Referring expression data:

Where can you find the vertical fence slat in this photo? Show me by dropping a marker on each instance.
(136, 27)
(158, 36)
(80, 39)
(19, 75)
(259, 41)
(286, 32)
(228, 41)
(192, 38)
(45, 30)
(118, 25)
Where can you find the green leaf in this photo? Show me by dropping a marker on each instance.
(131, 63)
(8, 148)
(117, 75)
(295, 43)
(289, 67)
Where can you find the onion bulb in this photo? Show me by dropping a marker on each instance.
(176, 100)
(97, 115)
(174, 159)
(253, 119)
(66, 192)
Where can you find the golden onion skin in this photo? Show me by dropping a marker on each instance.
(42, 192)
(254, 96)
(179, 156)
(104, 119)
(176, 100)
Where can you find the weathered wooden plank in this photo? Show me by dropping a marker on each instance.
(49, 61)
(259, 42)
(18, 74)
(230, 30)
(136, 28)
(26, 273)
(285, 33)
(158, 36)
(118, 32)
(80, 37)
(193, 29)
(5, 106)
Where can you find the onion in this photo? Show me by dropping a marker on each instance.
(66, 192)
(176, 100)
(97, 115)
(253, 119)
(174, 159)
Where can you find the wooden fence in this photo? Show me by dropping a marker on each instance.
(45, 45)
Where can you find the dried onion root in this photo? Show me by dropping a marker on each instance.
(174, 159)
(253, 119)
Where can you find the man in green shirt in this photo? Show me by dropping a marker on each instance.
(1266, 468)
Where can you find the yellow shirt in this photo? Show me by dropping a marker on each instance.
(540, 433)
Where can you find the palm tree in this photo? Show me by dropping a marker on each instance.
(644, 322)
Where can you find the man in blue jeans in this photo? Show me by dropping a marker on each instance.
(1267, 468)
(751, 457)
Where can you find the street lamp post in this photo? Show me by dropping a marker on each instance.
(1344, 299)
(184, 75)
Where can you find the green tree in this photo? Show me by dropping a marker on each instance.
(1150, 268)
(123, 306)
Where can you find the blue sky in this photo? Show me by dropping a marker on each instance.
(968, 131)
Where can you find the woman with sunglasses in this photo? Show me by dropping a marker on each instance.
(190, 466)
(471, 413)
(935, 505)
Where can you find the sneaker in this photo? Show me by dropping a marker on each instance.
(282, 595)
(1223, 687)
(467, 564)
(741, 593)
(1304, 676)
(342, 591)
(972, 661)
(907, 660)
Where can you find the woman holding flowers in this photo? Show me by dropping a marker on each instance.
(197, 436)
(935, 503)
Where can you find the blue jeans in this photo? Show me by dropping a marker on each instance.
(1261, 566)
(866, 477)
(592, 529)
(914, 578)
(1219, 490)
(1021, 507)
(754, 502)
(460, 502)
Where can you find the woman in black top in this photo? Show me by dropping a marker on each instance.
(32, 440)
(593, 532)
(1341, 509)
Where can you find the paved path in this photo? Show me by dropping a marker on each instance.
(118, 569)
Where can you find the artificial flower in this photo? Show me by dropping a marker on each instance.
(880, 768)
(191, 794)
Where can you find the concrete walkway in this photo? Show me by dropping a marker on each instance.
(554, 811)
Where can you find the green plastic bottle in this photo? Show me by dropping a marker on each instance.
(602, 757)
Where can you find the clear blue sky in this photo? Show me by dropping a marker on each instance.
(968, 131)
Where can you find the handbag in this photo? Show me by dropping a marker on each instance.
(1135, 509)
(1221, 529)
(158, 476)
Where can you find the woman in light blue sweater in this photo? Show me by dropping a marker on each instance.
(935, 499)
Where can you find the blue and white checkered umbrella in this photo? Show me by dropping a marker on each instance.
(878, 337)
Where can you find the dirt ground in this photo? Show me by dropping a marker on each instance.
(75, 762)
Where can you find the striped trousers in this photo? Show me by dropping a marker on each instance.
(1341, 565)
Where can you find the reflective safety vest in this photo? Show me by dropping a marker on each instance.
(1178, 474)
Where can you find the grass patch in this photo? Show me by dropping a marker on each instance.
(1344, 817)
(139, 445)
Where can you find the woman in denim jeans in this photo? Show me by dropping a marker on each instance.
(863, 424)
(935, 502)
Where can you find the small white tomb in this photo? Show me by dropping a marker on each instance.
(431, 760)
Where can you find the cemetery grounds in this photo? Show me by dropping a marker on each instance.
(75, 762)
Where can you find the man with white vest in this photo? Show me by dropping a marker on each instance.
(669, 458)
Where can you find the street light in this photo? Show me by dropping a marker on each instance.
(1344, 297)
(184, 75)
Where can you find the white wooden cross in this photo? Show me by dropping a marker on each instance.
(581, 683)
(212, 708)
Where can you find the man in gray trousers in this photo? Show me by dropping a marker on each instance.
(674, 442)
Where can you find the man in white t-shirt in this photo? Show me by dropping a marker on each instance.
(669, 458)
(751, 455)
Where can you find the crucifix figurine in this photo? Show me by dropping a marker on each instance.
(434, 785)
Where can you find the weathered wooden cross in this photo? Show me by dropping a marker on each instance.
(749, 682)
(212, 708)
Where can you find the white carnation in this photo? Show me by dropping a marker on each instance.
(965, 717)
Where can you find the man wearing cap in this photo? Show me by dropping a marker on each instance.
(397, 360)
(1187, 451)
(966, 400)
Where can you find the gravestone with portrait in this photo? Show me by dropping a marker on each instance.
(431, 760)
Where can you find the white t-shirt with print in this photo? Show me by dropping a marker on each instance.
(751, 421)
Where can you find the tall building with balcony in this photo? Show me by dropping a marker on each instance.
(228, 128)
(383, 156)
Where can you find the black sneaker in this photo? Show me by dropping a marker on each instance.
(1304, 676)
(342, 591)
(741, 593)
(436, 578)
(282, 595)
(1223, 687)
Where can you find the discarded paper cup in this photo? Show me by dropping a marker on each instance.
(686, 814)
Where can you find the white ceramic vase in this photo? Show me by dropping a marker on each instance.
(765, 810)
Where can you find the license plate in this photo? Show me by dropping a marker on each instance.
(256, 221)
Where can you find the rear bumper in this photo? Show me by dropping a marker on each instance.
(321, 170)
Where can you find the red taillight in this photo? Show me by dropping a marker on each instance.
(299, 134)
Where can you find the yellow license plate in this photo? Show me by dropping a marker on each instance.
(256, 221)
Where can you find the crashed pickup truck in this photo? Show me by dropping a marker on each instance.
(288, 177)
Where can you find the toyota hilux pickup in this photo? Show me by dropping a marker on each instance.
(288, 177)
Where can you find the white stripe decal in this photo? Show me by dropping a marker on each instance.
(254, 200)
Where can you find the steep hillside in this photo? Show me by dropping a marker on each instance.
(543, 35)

» **WHAT YOU NEED TO DO**
The data must be given again in full. Keep every line identical.

» **SOLUTION**
Where can you find the vertical fence slat in this photo? Show me by dropping a marker on each instance.
(136, 27)
(158, 36)
(80, 39)
(19, 75)
(259, 41)
(286, 32)
(228, 41)
(192, 38)
(45, 30)
(118, 25)
Where can you find the green leaf in this photo? Show me by dropping a marker on each instance.
(131, 63)
(8, 148)
(117, 75)
(295, 43)
(289, 67)
Where can you find the onion bulb in this photo? Show me by dropping a marker on each instance.
(176, 100)
(97, 115)
(174, 159)
(253, 119)
(66, 192)
Where can you find the golden onion skin in this photo? Show me by dropping a marker on each instance.
(42, 192)
(254, 96)
(179, 156)
(104, 119)
(176, 100)
Where can you find the weathered wooden plank in this photo? Show me by dropping a marker on each instance.
(49, 61)
(259, 42)
(18, 74)
(230, 30)
(136, 28)
(26, 273)
(285, 33)
(158, 36)
(118, 32)
(80, 37)
(193, 29)
(5, 106)
Where can you find the onion in this photo? Show me by dropping a marker on each instance.
(66, 192)
(176, 100)
(97, 115)
(253, 119)
(174, 159)
Where can you find the wooden fence in this photo? Show me by dropping a marker on each instance.
(45, 45)
Where can you find the dried onion root in this photo? Show me by dropping a marker on each instance.
(174, 159)
(253, 119)
Where can you find the man in green shirt in this photo? Show me by dropping a marker on each instance.
(1266, 468)
Where can you find the yellow shirt in this photo? Show me by dropping a marker on each instance.
(540, 433)
Where can you find the palm tree in this photo? Show me by dropping a marker on each instance.
(644, 322)
Where can you find the man in blue jeans in this photo? Show me by dropping a marker on each instance.
(1267, 468)
(751, 457)
Where can you find the street lamp post in this photo? Show me by dropping a marker on each instance.
(1344, 299)
(184, 75)
Where can you find the green tree in this photo? Show me by dropping a marker on each instance.
(1150, 268)
(123, 306)
Where can you find the blue sky in this photo? Show me by dropping a marker on each instance.
(968, 131)
Where can you find the woman with sunglasses in this photo? Show me by dropping a marker on each instance.
(190, 466)
(471, 413)
(935, 505)
Where can you find the sneaker in this photo? Show me by dropping a marker on each instance.
(282, 595)
(1223, 687)
(467, 564)
(741, 593)
(1304, 676)
(342, 591)
(972, 661)
(907, 660)
Where can you find the woman holding flowers in this photo? Show me by dropping a marker on each instance.
(197, 436)
(935, 503)
Where can you find the blue jeans in this photo? Show me by dropping a marker on each instance.
(1261, 566)
(866, 477)
(592, 529)
(914, 578)
(1219, 490)
(1021, 507)
(754, 502)
(460, 502)
Where can you find the woman in black top in this photo? Show me by dropping a marker on each instance.
(32, 440)
(593, 532)
(1341, 509)
Where can you find the paved path in this photo? Show me by dropping a marker on each instance.
(118, 569)
Where can you find the artificial flower in this photo? Show me by dropping a marker on each instance.
(880, 768)
(191, 794)
Where can you find the concrete walkway in this photo? Show me by dropping a marker on each instance.
(554, 811)
Where can you find the green plastic bottle in this photo? Show me by dropping a marker on each instance.
(602, 757)
Where can you find the clear blue sky in this photo? Show me by dropping a marker on each instance.
(968, 131)
Where can you find the handbag in this photo? Show me by dropping a marker on each instance.
(1135, 509)
(1221, 529)
(158, 476)
Where can you find the woman in light blue sweater in this photo? Show me by dropping a marker on each instance.
(935, 499)
Where can you find the blue and white checkered umbrella in this photo? Show me by dropping a marker on each instance.
(878, 337)
Where can you find the dirt ground in this photo? Show me by dropping a marker on each instance.
(75, 762)
Where can you find the striped trousers in this photo? Show me by dropping a marker on each instance.
(1341, 565)
Where can you find the reflective safety vest in this photo? Show me by dropping a marker on each instance.
(1178, 474)
Where can you find the grass patch in this photo? Show me by dropping a marker on each instance.
(1344, 817)
(139, 445)
Where can you find the woman in denim jeans in this photo? Show me by dropping a marker on each instance.
(863, 424)
(935, 502)
Where can you find the small white tomb in this photo? Show me by dropping a marker on each instance.
(431, 760)
Where can you find the cemetery grounds in this photo? Show me by dropping a marker on each instance.
(75, 762)
Where can you find the man with white vest in this photo? Show me by dropping a marker on each instance.
(669, 458)
Where can you find the street light in this photo? Show me by dropping a marker on each instance.
(1344, 297)
(184, 75)
Where can you find the white wooden cross in this photo? Show me by dropping a marker on each instance.
(581, 683)
(212, 708)
Where can you find the man in gray trousers in this photo? Show me by dropping a marker on each instance.
(674, 442)
Where can you find the man in white t-shirt in this photo? Show me by dropping a marker on each instance.
(669, 458)
(751, 455)
Where can you find the crucifix figurine in this photo? Show me by dropping a marker on each instance.
(434, 785)
Where can you find the weathered wooden cross in this photo? Show me by dropping a marker on each instance.
(749, 682)
(212, 708)
Where can you find the white carnation in this photo? Show me by dropping a marker on each instance.
(965, 717)
Where can you find the man wearing cap in this photo? Show me by dropping a marker on each instance.
(397, 360)
(1187, 451)
(966, 400)
Where can you find the gravestone with portrait in this photo? Show me by dropping a marker on each instance.
(431, 760)
Where can you find the white t-shirt with print in this photo? Show me by dropping a marker on each instance.
(751, 421)
Where can you find the tall building with balcony in this photo? Show me by dropping a marker on each instance.
(228, 128)
(383, 156)
Where can you find the black sneaker in this photo? Show me by dropping a marker on each instance.
(1304, 676)
(342, 591)
(741, 593)
(436, 578)
(282, 595)
(1223, 687)
Where can you find the discarded paper cup in this photo? Show me by dropping a marker on each instance.
(686, 814)
Where can you find the white ceramic vase in this photo? Show me by dropping a marker on each instance.
(765, 810)
Where can you find the license plate in this photo? Show me by dropping a marker on each instance.
(256, 221)
Where can you find the rear bumper in this photo? Show me by dropping a marker on each instance.
(321, 170)
Where can you find the red taillight in this photo? Show me by dropping a marker on each instance.
(299, 134)
Where can you find the yellow license plate in this photo? Show me by dropping a marker on each instance.
(256, 221)
Where can you find the crashed pickup truck in this photo? Show me by dropping a marker on each instance.
(288, 177)
Where can you find the toyota hilux pickup in this photo? Show me by dropping a marker on each instance.
(288, 177)
Where can you find the white stripe decal in this photo? Show me by dropping a marker on each instance.
(254, 200)
Where can you find the steep hillside in this photo? Show me by dropping a marker on each instance.
(543, 35)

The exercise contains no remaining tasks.